Present the records as a numbered list, starting at the line that contains "Given this scan, where would you say the rubber" and ending at the line that contains "[280,124,329,134]". Leave out any blank lines.
## Begin Records for processing
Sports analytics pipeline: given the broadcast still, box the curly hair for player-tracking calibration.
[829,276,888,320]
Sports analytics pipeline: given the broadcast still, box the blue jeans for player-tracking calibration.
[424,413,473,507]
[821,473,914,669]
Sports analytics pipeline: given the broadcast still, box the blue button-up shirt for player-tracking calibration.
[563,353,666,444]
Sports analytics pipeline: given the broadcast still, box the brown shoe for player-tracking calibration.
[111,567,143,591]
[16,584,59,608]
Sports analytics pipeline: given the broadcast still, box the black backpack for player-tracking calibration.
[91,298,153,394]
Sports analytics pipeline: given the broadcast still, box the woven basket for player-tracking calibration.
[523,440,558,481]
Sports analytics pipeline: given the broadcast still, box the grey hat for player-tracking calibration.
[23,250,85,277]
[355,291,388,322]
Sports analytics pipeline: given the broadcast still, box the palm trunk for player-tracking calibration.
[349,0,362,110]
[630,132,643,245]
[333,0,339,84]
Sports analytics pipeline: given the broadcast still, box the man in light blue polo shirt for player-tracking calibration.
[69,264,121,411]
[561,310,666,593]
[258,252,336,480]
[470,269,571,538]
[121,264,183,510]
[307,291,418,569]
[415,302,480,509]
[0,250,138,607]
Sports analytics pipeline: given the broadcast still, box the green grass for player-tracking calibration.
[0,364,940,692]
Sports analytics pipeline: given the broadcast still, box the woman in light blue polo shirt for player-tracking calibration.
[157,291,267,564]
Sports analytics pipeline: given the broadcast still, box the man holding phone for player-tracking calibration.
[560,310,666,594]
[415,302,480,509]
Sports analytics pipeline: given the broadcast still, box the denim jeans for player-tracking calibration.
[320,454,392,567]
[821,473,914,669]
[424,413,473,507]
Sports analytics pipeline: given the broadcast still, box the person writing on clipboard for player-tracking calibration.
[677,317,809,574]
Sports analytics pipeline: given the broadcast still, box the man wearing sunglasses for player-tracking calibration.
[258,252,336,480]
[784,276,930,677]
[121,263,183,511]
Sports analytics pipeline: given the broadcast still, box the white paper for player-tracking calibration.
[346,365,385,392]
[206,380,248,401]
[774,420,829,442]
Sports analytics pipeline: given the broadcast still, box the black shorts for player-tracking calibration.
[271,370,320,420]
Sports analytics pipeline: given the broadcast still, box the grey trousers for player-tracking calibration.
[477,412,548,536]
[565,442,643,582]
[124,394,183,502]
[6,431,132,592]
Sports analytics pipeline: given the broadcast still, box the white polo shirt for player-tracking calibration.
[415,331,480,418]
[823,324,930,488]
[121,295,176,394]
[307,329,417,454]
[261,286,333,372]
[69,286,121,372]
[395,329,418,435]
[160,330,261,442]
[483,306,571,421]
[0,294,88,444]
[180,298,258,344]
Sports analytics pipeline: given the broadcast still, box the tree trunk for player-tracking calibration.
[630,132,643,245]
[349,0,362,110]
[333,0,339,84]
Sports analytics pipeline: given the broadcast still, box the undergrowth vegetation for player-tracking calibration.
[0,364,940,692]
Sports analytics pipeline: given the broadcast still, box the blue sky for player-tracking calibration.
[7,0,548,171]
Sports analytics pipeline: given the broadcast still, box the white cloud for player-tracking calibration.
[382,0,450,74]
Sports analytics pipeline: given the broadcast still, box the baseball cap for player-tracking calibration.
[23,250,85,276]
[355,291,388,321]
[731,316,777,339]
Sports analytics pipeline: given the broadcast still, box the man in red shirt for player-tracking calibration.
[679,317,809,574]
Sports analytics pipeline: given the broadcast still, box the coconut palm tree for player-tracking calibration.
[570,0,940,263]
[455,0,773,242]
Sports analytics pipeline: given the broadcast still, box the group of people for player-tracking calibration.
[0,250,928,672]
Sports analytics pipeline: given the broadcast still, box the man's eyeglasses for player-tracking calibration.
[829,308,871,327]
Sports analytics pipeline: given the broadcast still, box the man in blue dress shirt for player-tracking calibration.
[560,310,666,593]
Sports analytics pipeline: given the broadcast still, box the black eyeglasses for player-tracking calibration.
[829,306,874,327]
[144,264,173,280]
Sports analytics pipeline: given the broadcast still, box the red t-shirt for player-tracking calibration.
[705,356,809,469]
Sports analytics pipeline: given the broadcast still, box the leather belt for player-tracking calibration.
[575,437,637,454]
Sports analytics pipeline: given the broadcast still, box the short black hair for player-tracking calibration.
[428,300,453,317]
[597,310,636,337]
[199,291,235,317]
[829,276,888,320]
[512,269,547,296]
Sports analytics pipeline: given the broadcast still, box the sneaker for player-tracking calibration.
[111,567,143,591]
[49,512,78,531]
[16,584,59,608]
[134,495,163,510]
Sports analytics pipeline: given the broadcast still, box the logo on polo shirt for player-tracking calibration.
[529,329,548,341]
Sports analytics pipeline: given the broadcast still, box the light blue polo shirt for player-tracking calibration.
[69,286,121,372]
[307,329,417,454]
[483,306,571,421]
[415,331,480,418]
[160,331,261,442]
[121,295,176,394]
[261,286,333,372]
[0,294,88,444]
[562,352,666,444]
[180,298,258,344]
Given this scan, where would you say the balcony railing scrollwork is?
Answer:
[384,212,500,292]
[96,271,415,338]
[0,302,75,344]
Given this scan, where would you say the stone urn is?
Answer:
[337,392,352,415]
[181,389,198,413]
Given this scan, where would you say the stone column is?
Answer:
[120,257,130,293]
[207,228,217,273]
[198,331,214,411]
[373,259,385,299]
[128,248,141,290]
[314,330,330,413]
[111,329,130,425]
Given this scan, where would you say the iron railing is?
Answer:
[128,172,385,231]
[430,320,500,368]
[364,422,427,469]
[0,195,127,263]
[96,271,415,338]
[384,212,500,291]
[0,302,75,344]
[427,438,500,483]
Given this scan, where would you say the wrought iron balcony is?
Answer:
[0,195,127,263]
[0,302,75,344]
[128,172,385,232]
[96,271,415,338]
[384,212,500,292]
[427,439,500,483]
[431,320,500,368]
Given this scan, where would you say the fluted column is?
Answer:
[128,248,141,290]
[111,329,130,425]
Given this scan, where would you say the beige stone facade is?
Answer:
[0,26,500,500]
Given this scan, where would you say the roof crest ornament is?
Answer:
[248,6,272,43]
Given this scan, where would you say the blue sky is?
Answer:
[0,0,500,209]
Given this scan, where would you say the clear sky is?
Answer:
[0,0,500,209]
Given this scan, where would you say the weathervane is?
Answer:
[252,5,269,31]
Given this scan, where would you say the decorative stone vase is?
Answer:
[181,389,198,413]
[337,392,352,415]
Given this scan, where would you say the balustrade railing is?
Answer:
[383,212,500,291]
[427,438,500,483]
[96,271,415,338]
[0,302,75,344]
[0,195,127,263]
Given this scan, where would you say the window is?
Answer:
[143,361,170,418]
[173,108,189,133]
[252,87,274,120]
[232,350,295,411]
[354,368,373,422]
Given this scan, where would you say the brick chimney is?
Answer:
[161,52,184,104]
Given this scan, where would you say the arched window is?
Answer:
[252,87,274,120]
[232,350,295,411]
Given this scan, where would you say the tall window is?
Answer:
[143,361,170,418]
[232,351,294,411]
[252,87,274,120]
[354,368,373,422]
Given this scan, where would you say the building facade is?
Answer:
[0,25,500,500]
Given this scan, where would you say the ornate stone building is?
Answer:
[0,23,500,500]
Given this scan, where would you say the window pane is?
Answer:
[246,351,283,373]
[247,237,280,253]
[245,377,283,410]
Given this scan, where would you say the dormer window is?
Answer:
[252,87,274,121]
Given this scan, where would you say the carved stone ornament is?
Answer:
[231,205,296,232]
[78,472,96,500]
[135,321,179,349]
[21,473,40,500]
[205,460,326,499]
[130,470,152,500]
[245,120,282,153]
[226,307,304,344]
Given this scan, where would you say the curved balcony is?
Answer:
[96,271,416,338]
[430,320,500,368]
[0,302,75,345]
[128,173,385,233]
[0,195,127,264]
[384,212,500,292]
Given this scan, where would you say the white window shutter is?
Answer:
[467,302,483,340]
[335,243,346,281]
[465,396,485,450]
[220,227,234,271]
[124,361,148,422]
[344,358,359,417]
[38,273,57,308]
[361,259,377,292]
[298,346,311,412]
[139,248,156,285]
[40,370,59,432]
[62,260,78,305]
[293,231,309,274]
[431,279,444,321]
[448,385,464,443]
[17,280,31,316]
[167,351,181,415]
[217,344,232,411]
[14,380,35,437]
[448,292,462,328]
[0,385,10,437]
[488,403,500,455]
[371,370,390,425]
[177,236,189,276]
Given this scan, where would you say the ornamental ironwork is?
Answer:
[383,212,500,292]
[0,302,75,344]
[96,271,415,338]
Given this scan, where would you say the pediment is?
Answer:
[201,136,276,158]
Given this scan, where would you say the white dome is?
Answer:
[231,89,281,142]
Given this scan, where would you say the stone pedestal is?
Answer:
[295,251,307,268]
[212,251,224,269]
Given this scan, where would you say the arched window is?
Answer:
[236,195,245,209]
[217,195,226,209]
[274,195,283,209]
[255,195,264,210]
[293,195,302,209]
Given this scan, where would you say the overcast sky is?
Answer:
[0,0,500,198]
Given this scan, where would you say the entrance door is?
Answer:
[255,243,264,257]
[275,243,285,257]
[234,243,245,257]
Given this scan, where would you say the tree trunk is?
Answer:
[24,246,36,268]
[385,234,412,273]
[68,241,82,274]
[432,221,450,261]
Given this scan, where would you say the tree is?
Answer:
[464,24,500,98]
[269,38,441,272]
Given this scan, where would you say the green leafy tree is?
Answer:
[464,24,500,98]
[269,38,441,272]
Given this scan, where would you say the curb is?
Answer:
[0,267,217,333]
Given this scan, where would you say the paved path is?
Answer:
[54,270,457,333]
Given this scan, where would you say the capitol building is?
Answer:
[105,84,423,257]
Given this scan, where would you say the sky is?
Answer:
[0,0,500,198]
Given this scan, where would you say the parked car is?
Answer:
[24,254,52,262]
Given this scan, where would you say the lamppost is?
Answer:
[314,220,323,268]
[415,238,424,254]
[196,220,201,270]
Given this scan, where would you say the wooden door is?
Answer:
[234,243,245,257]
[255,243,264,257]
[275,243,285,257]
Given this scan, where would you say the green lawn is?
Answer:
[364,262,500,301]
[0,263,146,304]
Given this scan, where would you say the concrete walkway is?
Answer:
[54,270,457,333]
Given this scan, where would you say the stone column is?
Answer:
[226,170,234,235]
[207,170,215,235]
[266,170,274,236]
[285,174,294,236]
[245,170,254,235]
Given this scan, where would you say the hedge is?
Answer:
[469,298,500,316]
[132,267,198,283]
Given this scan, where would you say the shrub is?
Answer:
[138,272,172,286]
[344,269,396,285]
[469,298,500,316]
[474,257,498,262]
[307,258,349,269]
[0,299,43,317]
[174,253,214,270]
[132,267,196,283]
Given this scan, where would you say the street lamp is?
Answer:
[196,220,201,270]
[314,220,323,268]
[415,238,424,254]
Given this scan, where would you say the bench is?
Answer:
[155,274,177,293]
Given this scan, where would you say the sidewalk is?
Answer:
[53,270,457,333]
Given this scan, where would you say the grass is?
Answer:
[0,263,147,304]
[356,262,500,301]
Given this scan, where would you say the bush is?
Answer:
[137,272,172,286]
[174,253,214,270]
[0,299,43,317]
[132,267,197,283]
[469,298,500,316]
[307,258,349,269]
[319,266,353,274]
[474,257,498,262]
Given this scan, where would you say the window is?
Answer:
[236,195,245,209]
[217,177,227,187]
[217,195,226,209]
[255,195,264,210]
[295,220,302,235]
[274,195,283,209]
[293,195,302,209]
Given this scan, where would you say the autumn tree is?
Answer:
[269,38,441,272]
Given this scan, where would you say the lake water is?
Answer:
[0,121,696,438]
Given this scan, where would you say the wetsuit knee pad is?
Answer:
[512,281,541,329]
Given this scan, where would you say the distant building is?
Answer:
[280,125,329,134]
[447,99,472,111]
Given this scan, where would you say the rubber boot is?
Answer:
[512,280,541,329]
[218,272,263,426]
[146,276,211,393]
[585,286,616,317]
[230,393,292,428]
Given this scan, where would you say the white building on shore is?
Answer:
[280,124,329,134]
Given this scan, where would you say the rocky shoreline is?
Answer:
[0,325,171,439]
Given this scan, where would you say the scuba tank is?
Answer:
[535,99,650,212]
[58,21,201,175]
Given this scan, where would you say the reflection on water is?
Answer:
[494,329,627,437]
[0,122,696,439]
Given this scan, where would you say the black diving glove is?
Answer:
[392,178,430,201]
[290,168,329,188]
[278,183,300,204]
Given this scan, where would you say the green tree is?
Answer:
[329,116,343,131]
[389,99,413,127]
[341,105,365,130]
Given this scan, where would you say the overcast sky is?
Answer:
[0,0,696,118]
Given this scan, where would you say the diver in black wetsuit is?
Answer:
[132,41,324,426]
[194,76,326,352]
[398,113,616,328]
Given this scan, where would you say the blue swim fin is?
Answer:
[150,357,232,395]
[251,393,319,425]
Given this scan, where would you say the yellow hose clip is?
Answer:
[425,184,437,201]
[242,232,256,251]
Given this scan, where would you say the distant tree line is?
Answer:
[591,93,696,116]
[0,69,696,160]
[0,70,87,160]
## End Records for processing
▸ Response:
1. Given this scan, where would you say the rubber boot is?
2. Answer:
3. [512,280,541,329]
4. [218,272,263,426]
5. [146,276,211,393]
6. [585,286,616,317]
7. [230,393,292,428]
8. Given this scan, where would you say the white building on shore is?
9. Answer:
10. [280,124,329,134]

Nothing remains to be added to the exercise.